### [Exercise description]
From the line containing "--target topiary shrub" down to the last line of the records below, copy every line exactly. Leave out everything before it.

Boundary labeling items
______________________________

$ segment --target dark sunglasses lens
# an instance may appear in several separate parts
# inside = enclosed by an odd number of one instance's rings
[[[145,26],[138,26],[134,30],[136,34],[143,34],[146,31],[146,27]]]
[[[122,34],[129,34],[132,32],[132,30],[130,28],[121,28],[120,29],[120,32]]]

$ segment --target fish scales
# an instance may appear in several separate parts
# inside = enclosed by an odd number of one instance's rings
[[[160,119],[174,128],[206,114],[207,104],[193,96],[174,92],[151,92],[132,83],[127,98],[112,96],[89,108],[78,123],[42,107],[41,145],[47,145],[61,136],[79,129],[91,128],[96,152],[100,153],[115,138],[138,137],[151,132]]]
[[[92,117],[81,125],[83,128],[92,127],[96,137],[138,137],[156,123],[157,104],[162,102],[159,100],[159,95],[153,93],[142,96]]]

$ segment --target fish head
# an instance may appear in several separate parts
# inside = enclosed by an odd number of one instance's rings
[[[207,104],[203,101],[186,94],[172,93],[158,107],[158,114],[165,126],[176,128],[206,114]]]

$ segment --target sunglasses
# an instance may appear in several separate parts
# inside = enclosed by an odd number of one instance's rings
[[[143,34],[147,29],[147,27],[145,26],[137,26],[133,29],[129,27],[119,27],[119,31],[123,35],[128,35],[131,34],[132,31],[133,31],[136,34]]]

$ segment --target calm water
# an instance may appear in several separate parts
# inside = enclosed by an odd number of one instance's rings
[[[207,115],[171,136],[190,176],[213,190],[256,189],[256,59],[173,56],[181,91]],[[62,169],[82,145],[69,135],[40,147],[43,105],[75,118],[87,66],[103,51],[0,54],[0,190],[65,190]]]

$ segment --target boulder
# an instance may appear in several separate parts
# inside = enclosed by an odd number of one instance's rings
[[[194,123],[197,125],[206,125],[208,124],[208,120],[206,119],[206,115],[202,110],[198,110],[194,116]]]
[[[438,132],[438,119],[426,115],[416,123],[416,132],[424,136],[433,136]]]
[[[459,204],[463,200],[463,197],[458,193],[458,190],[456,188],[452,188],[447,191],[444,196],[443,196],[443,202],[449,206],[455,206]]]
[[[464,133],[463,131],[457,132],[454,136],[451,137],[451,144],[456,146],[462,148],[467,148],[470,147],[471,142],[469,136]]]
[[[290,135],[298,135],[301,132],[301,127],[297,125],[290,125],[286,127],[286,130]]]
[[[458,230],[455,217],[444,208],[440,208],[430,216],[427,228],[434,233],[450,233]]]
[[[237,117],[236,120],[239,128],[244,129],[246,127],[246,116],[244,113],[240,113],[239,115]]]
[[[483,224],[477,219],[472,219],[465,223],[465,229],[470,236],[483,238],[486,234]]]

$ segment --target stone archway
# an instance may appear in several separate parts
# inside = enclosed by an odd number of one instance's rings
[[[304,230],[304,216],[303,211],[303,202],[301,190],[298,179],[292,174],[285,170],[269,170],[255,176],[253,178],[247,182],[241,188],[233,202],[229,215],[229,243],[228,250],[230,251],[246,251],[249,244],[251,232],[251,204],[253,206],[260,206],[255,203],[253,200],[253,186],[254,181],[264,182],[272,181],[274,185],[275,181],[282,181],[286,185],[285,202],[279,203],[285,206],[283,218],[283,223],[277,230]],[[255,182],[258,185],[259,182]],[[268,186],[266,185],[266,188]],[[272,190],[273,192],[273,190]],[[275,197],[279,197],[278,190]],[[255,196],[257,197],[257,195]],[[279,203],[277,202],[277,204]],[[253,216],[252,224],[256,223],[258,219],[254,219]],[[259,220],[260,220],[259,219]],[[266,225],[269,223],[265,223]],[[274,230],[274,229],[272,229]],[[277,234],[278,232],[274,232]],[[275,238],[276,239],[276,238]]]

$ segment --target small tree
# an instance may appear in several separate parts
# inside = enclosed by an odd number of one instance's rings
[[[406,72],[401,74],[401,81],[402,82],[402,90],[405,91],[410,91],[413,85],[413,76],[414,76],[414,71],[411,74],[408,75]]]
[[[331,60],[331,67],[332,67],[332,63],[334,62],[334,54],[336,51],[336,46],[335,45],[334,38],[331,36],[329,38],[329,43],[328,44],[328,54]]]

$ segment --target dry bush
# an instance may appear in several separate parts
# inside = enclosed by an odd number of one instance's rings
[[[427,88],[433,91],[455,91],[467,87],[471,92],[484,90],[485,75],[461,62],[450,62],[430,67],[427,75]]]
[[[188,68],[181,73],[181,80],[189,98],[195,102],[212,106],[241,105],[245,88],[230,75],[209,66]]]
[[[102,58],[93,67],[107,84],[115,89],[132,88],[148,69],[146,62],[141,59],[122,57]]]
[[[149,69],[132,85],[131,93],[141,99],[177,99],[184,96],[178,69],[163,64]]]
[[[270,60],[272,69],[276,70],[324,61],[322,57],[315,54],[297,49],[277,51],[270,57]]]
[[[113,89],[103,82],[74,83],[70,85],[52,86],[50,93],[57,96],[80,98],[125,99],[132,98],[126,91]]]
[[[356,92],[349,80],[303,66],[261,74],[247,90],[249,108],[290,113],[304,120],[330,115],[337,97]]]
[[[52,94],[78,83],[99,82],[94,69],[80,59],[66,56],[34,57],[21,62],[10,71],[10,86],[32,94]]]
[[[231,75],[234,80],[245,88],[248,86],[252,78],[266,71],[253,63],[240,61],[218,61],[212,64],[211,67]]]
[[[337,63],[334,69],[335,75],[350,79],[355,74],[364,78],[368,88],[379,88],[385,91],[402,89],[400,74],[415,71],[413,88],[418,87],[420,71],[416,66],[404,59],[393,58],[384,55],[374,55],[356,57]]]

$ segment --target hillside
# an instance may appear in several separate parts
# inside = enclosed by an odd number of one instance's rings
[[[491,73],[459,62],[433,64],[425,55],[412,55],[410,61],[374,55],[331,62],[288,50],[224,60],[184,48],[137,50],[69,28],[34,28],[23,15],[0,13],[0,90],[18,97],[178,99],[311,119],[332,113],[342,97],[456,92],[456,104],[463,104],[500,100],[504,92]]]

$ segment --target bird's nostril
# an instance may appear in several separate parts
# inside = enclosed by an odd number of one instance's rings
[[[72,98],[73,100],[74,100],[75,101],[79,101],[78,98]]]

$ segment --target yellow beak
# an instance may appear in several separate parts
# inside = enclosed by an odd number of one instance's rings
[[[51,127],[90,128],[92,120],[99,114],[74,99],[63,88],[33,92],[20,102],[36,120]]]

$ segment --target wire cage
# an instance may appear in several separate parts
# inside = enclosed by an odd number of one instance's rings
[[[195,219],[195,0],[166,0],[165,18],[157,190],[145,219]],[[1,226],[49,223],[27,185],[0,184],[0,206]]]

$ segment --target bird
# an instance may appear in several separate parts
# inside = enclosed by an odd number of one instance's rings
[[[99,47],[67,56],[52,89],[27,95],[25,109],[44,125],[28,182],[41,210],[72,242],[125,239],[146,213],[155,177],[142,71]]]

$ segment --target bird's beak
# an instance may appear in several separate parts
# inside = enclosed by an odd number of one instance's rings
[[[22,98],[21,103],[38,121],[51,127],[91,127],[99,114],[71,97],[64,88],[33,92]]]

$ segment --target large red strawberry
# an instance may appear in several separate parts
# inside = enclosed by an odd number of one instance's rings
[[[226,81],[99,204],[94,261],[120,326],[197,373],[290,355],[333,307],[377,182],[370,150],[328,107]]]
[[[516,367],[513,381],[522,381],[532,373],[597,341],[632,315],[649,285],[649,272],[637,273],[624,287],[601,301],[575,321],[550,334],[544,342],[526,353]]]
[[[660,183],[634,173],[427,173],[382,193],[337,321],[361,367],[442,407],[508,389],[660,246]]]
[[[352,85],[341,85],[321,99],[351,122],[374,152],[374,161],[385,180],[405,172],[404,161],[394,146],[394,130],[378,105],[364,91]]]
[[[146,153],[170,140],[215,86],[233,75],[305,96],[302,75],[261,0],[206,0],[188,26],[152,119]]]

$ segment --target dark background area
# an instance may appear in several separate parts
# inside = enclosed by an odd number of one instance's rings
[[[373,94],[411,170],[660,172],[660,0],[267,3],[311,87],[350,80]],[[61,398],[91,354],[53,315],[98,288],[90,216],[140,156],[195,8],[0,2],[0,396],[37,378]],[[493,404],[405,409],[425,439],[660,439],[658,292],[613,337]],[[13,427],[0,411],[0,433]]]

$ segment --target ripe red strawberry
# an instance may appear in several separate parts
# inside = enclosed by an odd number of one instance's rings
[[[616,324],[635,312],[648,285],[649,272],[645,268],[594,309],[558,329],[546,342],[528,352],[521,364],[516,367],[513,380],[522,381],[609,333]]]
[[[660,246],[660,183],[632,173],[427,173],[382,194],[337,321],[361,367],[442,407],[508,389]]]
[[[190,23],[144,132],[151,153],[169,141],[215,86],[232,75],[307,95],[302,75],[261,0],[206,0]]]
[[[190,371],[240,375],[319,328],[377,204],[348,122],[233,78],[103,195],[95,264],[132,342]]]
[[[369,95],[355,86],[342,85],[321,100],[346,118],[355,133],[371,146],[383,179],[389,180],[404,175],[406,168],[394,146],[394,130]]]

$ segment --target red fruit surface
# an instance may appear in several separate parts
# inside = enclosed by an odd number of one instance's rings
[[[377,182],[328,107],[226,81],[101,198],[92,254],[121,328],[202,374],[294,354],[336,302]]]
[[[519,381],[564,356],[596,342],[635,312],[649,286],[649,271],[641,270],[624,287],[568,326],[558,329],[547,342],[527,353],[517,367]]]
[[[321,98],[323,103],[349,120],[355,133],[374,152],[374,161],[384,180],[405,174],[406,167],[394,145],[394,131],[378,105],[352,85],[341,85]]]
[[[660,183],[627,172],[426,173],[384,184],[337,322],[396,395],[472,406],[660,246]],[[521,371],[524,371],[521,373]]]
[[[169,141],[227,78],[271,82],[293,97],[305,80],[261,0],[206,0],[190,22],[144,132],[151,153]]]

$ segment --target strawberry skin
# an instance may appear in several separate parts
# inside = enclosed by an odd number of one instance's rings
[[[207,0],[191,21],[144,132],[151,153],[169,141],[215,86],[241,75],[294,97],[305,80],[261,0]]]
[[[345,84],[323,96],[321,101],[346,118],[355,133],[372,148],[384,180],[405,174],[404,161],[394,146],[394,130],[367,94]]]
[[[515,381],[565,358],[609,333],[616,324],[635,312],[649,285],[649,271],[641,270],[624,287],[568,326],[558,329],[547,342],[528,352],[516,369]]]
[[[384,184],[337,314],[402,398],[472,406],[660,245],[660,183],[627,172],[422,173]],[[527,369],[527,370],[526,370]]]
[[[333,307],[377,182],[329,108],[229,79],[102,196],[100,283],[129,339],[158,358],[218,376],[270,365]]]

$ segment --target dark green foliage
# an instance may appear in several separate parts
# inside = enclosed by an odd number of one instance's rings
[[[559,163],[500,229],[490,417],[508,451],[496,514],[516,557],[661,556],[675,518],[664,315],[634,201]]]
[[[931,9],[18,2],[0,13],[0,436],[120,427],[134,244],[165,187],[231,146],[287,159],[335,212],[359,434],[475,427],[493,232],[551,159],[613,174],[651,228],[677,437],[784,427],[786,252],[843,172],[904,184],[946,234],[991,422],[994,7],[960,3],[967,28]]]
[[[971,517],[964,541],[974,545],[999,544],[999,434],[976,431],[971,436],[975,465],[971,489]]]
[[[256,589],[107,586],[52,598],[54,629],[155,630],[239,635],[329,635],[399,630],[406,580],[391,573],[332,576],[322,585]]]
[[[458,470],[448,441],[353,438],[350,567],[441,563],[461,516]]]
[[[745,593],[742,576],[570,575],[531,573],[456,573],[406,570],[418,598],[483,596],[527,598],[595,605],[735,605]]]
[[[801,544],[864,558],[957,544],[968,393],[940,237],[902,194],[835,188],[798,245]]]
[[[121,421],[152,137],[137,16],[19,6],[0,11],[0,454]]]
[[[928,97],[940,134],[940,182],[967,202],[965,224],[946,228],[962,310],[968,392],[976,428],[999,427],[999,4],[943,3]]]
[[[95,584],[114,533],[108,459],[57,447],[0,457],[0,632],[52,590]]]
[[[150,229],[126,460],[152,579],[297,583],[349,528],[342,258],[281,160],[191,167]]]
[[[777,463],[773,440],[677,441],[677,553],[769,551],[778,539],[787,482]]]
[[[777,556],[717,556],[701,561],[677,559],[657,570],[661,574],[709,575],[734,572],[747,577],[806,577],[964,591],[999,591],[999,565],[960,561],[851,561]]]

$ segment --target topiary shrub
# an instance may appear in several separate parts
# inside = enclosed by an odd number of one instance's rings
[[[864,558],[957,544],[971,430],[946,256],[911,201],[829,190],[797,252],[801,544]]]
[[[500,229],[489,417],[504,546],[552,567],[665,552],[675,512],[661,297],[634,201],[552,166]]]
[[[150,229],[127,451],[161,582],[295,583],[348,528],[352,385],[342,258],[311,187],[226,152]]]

______________________________

### [Written response]
$ segment --target topiary shrub
# an instance may appear in several separate parts
# inside = enclosed by an odd number of one instance's rings
[[[864,558],[957,544],[971,430],[946,256],[911,201],[829,190],[797,252],[801,544]]]
[[[500,229],[489,417],[504,546],[552,567],[665,552],[675,512],[661,297],[634,201],[552,166]]]
[[[150,229],[127,451],[161,582],[295,583],[348,528],[352,385],[342,258],[311,187],[226,152]]]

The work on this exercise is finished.